Required actions:
• a. According to the review of the play Papa, who separated Ranginui and Papatūānuku in Taranaki tradition?
• b. Extend the review of the play Papa, picking up after its final sentence.

## Start Text block

Review by John Smythe 04th Mar 2025

Described as “a multimedia rant on the current state of love and domestic life”, Papa, written and directed by Whitney Nicholls-Potts, ingeniously blends mythology and reality through the dramatised waking fever dream of a solo mum.

The origin story of how ‘enlightenment’ came to te ao Māori is well known in Aotearoa. Unhappy at being consigned to darkness, thanks to the tight embrace of Ranginui, their father, and Papatūānuku, their mother, the children (numbers vary between 70 and 500) debated over how to push them apart. In the end – or should we say at the new beginning – it was Tanemahuta, atua of the forests and birds, who separated them (although Taranaki tradition says it was Tangaroa, atua of the sea, who did the deed).* Either way, that’s how the children’s sky father became distant to them while they were nurtured by their earth mother, who grieved at the separation while expanding and flourishing herself.  

The preset for Papa the play immerses us in a rain-drenched subtropical rain forest (set design by Hannah Clarke-Sersen & Sam Hanna; visuals by Ashley Church; lighting by Maea Shepherd) as in the shadows, composer Shaun Blackwell creates sustained high-pitched sounds on a keyboard, suggesting all is not well in what we might have thought was a natural paradise. 

In her home a lone pyjama-clad woman, Papa, is scrolling TikTok. She pauses on a message that says: “It’s not that humanity has been lost. It’s that we’ve become so separated from the sacredness that exists within us all.” Images of Blackwell as Rangi – a suave musician on the road – also remind her of what she’s lost.

She discovers us in the audience and summons Grandma Birdie and Nana Rose from te ao Wairua … The mash up of Papa’s prosaic, mythical and spiritual thoughts and feelings are manifested brilliantly in Papa the play .

## End Text block
## Start Extracted material

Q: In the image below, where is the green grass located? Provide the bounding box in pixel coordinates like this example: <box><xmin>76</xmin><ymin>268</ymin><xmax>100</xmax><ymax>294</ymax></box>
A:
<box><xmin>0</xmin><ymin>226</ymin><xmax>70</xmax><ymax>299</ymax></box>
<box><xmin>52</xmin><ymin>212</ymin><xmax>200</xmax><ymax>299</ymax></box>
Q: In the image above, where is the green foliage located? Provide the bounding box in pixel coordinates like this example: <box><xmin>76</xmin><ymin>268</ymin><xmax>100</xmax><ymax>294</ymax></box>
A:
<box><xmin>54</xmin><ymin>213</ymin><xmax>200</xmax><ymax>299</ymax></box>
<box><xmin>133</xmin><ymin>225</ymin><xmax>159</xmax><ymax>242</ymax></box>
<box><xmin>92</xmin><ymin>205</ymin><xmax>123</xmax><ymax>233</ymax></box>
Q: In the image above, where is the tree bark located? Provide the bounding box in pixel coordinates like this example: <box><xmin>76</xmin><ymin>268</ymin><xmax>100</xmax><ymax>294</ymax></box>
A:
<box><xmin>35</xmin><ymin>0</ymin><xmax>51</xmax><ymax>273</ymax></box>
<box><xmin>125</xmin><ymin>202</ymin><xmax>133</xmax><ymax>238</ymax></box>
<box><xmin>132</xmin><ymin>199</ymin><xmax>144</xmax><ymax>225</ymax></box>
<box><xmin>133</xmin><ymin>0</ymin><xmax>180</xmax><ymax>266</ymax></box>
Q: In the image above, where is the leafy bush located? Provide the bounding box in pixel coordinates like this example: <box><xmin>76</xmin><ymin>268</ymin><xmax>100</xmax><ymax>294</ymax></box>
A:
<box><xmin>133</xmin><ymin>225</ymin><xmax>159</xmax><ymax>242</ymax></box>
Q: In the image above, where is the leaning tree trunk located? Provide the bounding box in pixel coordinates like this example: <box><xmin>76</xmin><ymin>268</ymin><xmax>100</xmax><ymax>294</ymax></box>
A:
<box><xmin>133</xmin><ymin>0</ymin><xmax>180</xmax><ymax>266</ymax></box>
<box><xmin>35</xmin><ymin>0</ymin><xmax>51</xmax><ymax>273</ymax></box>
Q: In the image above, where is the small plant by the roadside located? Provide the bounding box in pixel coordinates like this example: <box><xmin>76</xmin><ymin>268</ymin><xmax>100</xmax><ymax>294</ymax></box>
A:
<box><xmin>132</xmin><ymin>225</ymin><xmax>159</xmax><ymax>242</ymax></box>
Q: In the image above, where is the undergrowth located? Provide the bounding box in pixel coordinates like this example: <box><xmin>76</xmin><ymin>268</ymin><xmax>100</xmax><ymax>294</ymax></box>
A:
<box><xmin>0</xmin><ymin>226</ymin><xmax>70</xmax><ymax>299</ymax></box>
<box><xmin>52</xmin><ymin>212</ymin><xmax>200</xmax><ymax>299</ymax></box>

## End Extracted material

Expected results:
• a. Tangaroa, atua of the sea.

• b.
Te Ani Solomon is powerful yet mercurial in the title role, superbly navigating all the emotions between the losses and gains of her life in ways that imbue her with the mana of a wāhine toa. Her quest to balance the competing forces in her life could manifest as existential angst but despite being a solo mum, she’s not alone.

As her tupuna wāhine, Te KuraHuia Henare’s Nana Rose and Monica-Ellen Vincent-Graham’s Grandma Birdie are a formidable double act, laying down the lore one minute and waxing wicked the next. Whether they are singing, bickering, having a good time or confronting some issue over a cuppa, the behavioural dynamics of all three wāhine are distinctly Māori – and a joy to behold.

Papa recalls how intertwined she and Rangi were, until the kids came. But her rejoinder to the idea that “it was the kids who broke us apart” is that she has found her strength in her pēpi. She asks whether it is parents or children who most embody “unconditional love” and concludes, “They teach us how to love again. Properly.” Then she adds, “Funny how we change to become more like ourselves.”

There is no doubt that, as they “fight for the light”, she will support them – all boys – to become whatever they want to be. Early on in the play, Papa mentions she’s pregnant again and we’re left to wonder whether Rangi paid a quick visit to see his tamariki. Later she says the boys want a sister, and suggests she’ll have to find another man for that. So I’m wondering where the current pregnancy fits in.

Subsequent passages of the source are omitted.